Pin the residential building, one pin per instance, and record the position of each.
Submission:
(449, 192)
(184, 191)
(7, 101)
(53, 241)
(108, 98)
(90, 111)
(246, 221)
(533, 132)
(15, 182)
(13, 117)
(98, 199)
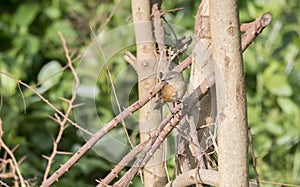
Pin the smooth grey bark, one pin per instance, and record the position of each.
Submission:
(230, 91)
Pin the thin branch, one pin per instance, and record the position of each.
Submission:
(254, 28)
(47, 102)
(126, 112)
(70, 102)
(116, 97)
(165, 128)
(203, 176)
(10, 153)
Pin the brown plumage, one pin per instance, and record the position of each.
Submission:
(173, 90)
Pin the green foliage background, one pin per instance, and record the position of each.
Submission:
(30, 50)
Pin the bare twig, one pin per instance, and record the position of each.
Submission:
(165, 128)
(254, 28)
(62, 123)
(203, 176)
(14, 161)
(126, 112)
(47, 102)
(123, 163)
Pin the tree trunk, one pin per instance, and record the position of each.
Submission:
(230, 91)
(146, 67)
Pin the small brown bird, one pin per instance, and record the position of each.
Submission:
(173, 90)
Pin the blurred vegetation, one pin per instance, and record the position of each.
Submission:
(30, 50)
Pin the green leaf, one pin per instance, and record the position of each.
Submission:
(288, 106)
(278, 85)
(7, 84)
(25, 14)
(67, 31)
(49, 75)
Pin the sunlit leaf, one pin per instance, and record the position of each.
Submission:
(49, 75)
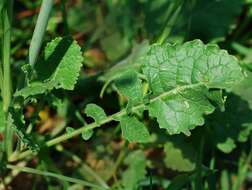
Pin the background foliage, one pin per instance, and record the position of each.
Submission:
(129, 95)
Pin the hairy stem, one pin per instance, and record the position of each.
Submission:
(114, 117)
(6, 16)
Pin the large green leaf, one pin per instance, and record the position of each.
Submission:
(180, 155)
(130, 86)
(2, 117)
(133, 130)
(60, 68)
(235, 124)
(180, 77)
(96, 112)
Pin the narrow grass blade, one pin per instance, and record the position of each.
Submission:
(39, 31)
(54, 175)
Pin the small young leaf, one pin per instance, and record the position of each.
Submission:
(33, 89)
(86, 135)
(16, 121)
(69, 130)
(136, 170)
(180, 156)
(96, 112)
(60, 68)
(133, 130)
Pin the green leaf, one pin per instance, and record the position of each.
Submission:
(2, 117)
(213, 19)
(60, 68)
(179, 77)
(130, 85)
(86, 135)
(96, 112)
(180, 155)
(232, 126)
(39, 31)
(133, 130)
(69, 130)
(181, 112)
(136, 171)
(34, 88)
(16, 121)
(170, 66)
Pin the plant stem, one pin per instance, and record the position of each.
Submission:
(6, 56)
(84, 166)
(6, 84)
(110, 118)
(54, 175)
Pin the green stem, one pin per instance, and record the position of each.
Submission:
(85, 167)
(6, 74)
(54, 175)
(114, 117)
(6, 56)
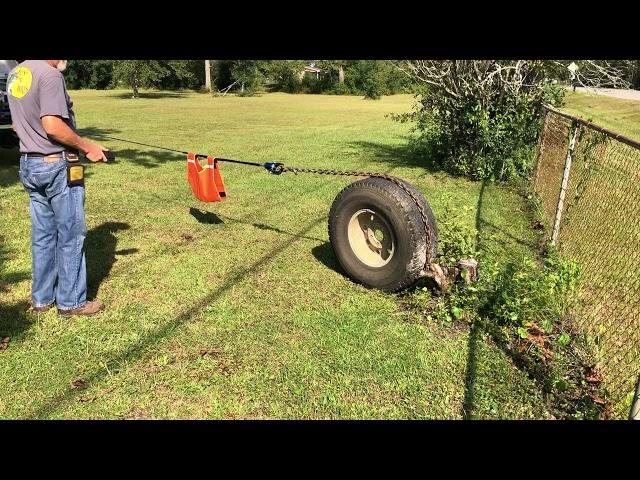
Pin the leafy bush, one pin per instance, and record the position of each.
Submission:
(480, 119)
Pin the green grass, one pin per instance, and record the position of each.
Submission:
(617, 114)
(252, 281)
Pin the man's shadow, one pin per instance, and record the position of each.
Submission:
(100, 251)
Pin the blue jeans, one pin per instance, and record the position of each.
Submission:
(58, 231)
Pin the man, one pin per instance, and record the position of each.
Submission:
(43, 118)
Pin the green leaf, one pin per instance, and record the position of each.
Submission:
(564, 339)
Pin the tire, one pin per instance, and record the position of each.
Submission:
(8, 139)
(377, 233)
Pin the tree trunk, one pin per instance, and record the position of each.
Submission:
(207, 75)
(134, 81)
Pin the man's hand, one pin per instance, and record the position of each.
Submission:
(60, 131)
(95, 152)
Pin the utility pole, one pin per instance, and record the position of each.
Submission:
(207, 75)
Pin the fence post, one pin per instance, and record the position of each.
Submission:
(539, 151)
(634, 414)
(565, 182)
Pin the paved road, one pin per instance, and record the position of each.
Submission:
(612, 92)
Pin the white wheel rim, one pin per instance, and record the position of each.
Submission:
(370, 238)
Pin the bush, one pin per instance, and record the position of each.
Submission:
(481, 119)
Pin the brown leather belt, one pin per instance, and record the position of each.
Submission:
(54, 157)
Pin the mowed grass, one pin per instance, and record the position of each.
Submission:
(239, 309)
(617, 114)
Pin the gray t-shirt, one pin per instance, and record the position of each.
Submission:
(36, 89)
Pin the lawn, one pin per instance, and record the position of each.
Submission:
(239, 309)
(617, 114)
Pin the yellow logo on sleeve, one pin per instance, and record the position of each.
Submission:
(20, 82)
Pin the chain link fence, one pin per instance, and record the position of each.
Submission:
(588, 181)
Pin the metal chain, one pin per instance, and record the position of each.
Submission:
(278, 168)
(397, 181)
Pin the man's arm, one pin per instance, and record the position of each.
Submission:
(61, 133)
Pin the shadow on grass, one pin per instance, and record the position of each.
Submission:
(14, 317)
(211, 218)
(101, 253)
(138, 350)
(402, 155)
(472, 360)
(149, 95)
(324, 254)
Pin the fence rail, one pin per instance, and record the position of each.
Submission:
(588, 180)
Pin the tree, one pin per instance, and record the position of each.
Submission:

▶ **What the task asks**
Retype the records exactly, starting at the line that contains "Pin the metal" and continuing through the last line of the records, both ends included.

▶ **Full solution**
Pin the metal chain, one pin per instance, and record the position of each.
Submission:
(278, 168)
(397, 181)
Pin the man's arm, one pin per instance, and record the position of each.
Submission:
(61, 133)
Pin the shadow on grass, one pin per instance, and record the position of each.
Submission:
(14, 317)
(211, 218)
(101, 253)
(138, 350)
(402, 155)
(472, 360)
(149, 95)
(324, 254)
Pin the fence rail, one pin per instance, and record the position of each.
Submission:
(588, 180)
Pin the tree, one pin per instance, and record the position of each.
Submission:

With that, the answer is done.